(Data records)
========================
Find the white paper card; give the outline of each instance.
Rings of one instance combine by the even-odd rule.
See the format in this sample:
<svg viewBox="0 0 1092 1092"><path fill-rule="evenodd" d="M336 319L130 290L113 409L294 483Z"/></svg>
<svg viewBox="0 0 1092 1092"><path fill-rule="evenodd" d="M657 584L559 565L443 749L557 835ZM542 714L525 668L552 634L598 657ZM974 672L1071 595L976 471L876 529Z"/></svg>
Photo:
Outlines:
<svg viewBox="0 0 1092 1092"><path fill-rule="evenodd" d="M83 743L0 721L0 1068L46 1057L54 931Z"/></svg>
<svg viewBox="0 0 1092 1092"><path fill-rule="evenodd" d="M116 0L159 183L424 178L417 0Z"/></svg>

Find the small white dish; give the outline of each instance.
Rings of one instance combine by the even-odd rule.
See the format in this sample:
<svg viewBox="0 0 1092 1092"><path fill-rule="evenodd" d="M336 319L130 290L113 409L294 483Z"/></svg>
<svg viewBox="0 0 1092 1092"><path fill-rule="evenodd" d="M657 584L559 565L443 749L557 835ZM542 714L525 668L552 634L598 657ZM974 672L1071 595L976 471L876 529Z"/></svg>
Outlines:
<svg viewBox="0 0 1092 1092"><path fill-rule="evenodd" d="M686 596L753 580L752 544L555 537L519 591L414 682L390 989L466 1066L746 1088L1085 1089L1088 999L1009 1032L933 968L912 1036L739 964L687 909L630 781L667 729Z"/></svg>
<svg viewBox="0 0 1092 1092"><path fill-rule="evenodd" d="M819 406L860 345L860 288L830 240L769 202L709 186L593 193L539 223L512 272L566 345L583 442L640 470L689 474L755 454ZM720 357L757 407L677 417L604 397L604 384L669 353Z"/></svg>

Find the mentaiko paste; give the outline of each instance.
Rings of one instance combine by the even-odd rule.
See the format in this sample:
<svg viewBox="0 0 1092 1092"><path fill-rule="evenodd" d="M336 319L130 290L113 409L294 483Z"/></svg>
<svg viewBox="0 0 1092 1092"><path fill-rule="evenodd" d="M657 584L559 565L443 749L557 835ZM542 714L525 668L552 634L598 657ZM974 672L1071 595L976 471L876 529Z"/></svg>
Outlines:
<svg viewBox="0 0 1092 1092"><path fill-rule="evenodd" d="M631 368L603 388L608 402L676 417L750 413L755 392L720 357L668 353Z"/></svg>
========================
REQUIREMENT
Copy the records line for line, starting at their very first line and stopping after the line that contains "0L159 183L424 178L417". Include both of those lines.

OUTPUT OF THE TASK
Find the white paper card; give the outline of each instance.
Rings of one instance combine by the even-odd rule.
See the format in this sample:
<svg viewBox="0 0 1092 1092"><path fill-rule="evenodd" d="M336 319L130 290L113 409L294 483Z"/></svg>
<svg viewBox="0 0 1092 1092"><path fill-rule="evenodd" d="M657 584L559 565L443 749L557 835ZM542 714L525 668L552 634L598 657ZM974 672L1071 595L976 471L876 529Z"/></svg>
Photo:
Outlines:
<svg viewBox="0 0 1092 1092"><path fill-rule="evenodd" d="M83 743L0 721L0 1068L46 1057L54 931Z"/></svg>
<svg viewBox="0 0 1092 1092"><path fill-rule="evenodd" d="M116 0L159 183L424 178L417 0Z"/></svg>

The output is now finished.